- PASSAGE SHOWN:
↓

On 18/06/2015 16:47, Michael S. Tsirkin wrote:
>> However, with Igor's patches a memory_region_del_subregion will cause a
>> mmap(MAP_NORESERVE), which _does_ have the effect of making the hva go away.
>>
>> I guess one way to do it would be to alias the same page in two places,
>> one for use by vhost and one for use by everything else. However, the
>> kernel does not provide the means to do this kind of aliasing for
>> anonymous mmaps.
>
> Basically pages go away on munmap, so won't simple
> lock
> munmap
> mmap(MAP_NORESERVE)
> unlock
> do the trick?
Not sure I follow. Here we have this:
VCPU 1 VCPU 2 I/O worker
----------------------------------------------------------------------------------------
take big QEMU lock
p = address_space_map(hva, len)
pass I/O request to worker thread
read(fd, p, len)
release big QEMU lock
memory_region_del_subregion
mmap(MAP_NORESERVE)
read returns EFAULT
wake up VCPU 1
take big QEMU lock
EFAULT? What's that?
In another scenario you are less lucky: the memory accesses
between address_space_map/unmap aren't done in the kernel and
you get a plain old SIGSEGV.
This is not something that you can fix with a lock. The very
purpose of the map/unmap API is to do stuff asynchronously while
the lock is released.
Thanks,
Paolo
On Thu, Jun 18, 2015 at 06:02:46PM +0200, Paolo Bonzini wrote:
>
>
> On 18/06/2015 16:47, Michael S. Tsirkin wrote:
> >> However, with Igor's patches a memory_region_del_subregion will cause a
> >> mmap(MAP_NORESERVE), which _does_ have the effect of making the hva go away.

↑

- WHAT TO PRODUCE:
Copy out the entire memory-mapping thread word for word. The listing has no connection to the memory-mapping thread.

- SUPPLIED RECORDS:
↓

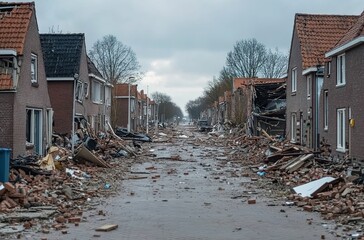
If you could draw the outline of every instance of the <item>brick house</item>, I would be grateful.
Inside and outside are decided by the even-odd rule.
[[[85,35],[41,34],[40,38],[54,108],[54,131],[71,133],[73,103],[77,118],[86,118],[96,131],[104,130],[111,91],[105,92],[107,82],[86,54]]]
[[[364,159],[364,12],[325,56],[322,138],[333,155]]]
[[[285,78],[234,78],[232,119],[244,124],[250,136],[260,129],[284,135],[286,110]]]
[[[325,53],[350,29],[358,16],[296,14],[288,65],[287,138],[317,149],[320,94]]]
[[[129,84],[119,83],[115,87],[116,118],[114,127],[128,127]],[[136,131],[139,119],[138,85],[130,84],[130,130]]]
[[[44,155],[52,108],[34,3],[0,3],[0,147]]]

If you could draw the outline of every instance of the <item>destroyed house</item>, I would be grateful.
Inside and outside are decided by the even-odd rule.
[[[128,127],[130,113],[130,130],[136,131],[138,124],[138,85],[128,83],[118,83],[115,85],[115,119],[113,127]],[[129,111],[130,100],[130,112]]]
[[[91,101],[87,101],[89,109],[87,120],[95,132],[105,131],[108,129],[107,122],[111,122],[111,91],[113,85],[104,79],[89,57],[87,57],[87,67],[90,86],[84,86],[85,98],[91,97]]]
[[[0,147],[44,155],[52,137],[34,3],[0,3]]]
[[[332,155],[364,160],[364,12],[329,49],[321,101],[321,140]]]
[[[248,135],[285,136],[286,79],[234,78],[234,114]]]
[[[291,39],[287,80],[287,138],[295,144],[318,149],[320,99],[325,53],[355,23],[358,16],[296,14]],[[331,79],[330,79],[331,81]]]
[[[85,35],[41,34],[40,37],[48,91],[54,108],[55,133],[70,134],[73,115],[86,118],[93,127],[102,130],[105,113],[110,107],[110,93],[107,93],[104,105],[106,81],[91,66],[86,54]]]

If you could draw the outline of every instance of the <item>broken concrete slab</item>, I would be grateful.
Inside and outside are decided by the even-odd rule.
[[[323,177],[318,180],[294,187],[293,190],[302,197],[312,197],[334,182],[336,178]]]

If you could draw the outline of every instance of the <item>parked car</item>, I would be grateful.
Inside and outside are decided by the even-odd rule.
[[[197,129],[199,132],[210,132],[212,130],[212,126],[207,120],[198,120]]]

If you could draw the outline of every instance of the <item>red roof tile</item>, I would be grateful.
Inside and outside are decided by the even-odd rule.
[[[355,24],[358,16],[296,14],[303,69],[323,64],[330,50]]]
[[[344,45],[357,37],[364,36],[364,11],[350,30],[340,39],[335,48]]]
[[[13,89],[13,81],[11,80],[11,75],[1,74],[0,90],[10,90],[10,89]]]
[[[284,83],[286,82],[285,78],[234,78],[233,87],[234,90],[238,89],[241,86],[247,85],[259,85],[259,84],[268,84],[268,83]]]
[[[34,3],[0,2],[0,7],[0,48],[15,49],[21,55]]]

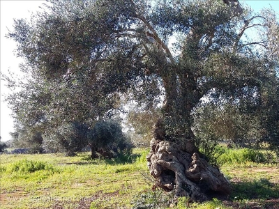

↑

- CORRECT RESULT:
On 18/06/2015 16:47, Michael S. Tsirkin wrote:
>> However, with Igor's patches a memory_region_del_subregion will cause a
>> mmap(MAP_NORESERVE), which _does_ have the effect of making the hva go away.
>>
>> I guess one way to do it would be to alias the same page in two places,
>> one for use by vhost and one for use by everything else. However, the
>> kernel does not provide the means to do this kind of aliasing for
>> anonymous mmaps.
>
> Basically pages go away on munmap, so won't simple
> lock
> munmap
> mmap(MAP_NORESERVE)
> unlock
> do the trick?
Not sure I follow. Here we have this:
VCPU 1 VCPU 2 I/O worker
----------------------------------------------------------------------------------------
take big QEMU lock
p = address_space_map(hva, len)
pass I/O request to worker thread
read(fd, p, len)
release big QEMU lock
memory_region_del_subregion
mmap(MAP_NORESERVE)
read returns EFAULT
wake up VCPU 1
take big QEMU lock
EFAULT? What's that?
In another scenario you are less lucky: the memory accesses
between address_space_map/unmap aren't done in the kernel and
you get a plain old SIGSEGV.
This is not something that you can fix with a lock. The very
purpose of the map/unmap API is to do stuff asynchronously while
the lock is released.
Thanks,
Paolo
On Thu, Jun 18, 2015 at 06:02:46PM +0200, Paolo Bonzini wrote:
>
>
> On 18/06/2015 16:47, Michael S. Tsirkin wrote:
> >> However, with Igor's patches a memory_region_del_subregion will cause a
> >> mmap(MAP_NORESERVE), which _does_ have the effect of making the hva go away.